§ **Work to do**
Give back every line in the records below that contains the word "outline", copied unchanged.

§ **Provided records**
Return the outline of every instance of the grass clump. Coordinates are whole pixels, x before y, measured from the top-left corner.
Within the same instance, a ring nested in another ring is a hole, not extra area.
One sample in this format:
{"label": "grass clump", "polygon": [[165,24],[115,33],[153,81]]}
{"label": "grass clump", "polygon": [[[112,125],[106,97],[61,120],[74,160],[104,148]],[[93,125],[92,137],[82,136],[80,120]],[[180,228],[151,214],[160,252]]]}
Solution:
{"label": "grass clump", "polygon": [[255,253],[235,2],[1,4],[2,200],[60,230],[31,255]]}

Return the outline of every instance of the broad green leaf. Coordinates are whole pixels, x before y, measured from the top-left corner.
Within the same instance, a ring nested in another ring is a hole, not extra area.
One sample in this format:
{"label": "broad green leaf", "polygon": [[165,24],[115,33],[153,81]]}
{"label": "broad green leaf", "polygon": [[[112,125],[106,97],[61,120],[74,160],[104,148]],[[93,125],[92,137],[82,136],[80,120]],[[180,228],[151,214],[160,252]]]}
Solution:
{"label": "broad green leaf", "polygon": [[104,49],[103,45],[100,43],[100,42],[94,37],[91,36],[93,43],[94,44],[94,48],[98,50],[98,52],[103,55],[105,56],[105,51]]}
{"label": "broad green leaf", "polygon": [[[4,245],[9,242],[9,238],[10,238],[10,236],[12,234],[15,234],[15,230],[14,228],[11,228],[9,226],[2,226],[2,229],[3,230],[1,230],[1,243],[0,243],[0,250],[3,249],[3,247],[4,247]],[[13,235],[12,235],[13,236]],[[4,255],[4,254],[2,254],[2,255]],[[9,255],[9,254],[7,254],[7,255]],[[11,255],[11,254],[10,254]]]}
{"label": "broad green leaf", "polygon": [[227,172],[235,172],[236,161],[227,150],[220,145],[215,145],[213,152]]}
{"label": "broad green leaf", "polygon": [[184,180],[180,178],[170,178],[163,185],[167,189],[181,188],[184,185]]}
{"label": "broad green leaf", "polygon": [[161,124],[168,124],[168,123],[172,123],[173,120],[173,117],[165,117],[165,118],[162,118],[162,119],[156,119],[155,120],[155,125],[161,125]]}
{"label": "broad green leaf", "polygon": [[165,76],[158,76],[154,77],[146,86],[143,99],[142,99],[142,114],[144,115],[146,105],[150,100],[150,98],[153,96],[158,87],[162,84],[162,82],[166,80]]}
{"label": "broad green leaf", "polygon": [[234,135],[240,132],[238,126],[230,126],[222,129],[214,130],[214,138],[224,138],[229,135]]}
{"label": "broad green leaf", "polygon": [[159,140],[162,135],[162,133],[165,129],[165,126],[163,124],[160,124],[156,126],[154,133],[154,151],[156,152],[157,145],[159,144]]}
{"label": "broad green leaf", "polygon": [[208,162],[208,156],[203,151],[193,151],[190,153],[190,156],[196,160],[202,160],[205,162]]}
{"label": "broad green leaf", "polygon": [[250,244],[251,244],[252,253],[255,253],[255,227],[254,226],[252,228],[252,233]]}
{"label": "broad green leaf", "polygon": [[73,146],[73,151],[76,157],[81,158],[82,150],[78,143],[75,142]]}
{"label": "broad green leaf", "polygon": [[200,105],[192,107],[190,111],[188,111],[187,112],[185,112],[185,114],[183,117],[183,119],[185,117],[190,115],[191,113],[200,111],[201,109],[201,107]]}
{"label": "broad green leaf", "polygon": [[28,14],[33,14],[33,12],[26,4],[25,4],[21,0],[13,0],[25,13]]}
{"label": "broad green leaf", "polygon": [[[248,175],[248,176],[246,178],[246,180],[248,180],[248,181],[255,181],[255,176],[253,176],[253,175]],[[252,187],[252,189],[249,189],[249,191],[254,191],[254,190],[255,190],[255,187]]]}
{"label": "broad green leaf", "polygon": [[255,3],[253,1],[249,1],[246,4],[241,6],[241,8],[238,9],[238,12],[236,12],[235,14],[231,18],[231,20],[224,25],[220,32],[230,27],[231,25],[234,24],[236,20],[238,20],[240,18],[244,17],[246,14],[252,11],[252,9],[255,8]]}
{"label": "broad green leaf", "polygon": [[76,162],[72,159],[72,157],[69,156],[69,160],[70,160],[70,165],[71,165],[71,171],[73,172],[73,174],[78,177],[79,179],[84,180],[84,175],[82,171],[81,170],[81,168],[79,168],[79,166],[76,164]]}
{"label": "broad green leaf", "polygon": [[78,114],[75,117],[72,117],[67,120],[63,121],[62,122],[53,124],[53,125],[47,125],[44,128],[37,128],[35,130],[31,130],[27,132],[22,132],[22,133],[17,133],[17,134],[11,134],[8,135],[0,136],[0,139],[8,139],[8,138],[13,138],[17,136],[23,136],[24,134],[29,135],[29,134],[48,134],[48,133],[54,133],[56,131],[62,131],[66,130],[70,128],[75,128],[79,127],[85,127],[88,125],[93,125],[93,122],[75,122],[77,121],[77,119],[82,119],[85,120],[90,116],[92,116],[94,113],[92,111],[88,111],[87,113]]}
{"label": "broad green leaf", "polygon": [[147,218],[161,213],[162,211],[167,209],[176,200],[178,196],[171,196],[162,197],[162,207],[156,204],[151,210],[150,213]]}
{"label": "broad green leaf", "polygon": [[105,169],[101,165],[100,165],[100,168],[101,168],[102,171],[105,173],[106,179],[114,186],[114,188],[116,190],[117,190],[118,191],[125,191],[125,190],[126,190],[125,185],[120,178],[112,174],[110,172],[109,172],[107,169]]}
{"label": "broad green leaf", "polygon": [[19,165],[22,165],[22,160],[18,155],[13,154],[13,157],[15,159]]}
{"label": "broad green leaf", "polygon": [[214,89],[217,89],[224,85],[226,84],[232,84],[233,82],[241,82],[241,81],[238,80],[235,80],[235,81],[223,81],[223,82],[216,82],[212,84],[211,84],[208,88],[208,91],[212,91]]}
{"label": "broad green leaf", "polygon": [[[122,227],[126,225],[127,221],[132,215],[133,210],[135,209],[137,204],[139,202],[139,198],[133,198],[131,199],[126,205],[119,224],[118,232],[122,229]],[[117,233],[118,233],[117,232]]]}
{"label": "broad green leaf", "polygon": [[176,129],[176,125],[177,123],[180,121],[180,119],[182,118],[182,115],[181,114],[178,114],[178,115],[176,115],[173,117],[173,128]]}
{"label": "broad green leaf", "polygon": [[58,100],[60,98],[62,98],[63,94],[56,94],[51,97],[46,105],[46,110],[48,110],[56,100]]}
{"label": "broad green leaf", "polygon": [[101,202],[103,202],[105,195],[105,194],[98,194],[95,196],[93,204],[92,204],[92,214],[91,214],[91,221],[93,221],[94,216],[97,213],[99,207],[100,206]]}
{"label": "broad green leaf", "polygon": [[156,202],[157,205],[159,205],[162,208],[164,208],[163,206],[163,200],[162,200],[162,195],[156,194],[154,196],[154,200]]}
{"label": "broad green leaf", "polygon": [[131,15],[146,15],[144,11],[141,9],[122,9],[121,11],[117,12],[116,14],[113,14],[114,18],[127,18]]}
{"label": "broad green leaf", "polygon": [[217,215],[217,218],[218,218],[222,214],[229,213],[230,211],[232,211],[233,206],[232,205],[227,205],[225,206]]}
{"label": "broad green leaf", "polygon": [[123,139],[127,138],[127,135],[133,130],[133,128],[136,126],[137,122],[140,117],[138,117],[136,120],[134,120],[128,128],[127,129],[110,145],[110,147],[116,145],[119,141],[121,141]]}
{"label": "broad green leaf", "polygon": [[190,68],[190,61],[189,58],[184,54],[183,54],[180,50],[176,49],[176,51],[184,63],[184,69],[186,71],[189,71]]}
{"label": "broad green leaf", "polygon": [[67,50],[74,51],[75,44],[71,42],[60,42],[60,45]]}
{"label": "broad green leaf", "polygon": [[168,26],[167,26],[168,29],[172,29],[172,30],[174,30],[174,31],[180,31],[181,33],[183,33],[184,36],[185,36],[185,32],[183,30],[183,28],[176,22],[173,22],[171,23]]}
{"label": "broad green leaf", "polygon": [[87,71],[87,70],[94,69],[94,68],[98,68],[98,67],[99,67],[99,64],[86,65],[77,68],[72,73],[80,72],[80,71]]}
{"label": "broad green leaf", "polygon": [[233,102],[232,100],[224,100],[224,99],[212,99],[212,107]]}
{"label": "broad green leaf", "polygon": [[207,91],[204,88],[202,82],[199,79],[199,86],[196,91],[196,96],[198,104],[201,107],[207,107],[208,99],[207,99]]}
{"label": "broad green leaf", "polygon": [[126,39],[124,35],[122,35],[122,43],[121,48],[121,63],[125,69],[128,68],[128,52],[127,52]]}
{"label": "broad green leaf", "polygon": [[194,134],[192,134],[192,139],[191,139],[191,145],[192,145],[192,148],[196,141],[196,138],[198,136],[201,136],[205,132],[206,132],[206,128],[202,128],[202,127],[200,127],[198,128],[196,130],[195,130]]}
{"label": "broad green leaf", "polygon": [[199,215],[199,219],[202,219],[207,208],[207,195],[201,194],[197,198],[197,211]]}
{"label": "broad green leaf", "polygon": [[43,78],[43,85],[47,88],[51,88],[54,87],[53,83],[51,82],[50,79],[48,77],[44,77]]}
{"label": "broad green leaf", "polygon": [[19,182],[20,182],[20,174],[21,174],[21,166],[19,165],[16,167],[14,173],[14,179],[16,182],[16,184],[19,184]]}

§ **Exercise response**
Return the outline of every instance of the grass clump. Coordinates are whole pixels, x before y, measured from the top-left corner.
Return the outline of every instance of the broad green leaf. Coordinates are whole pixels, x before y, measured from the top-left corner.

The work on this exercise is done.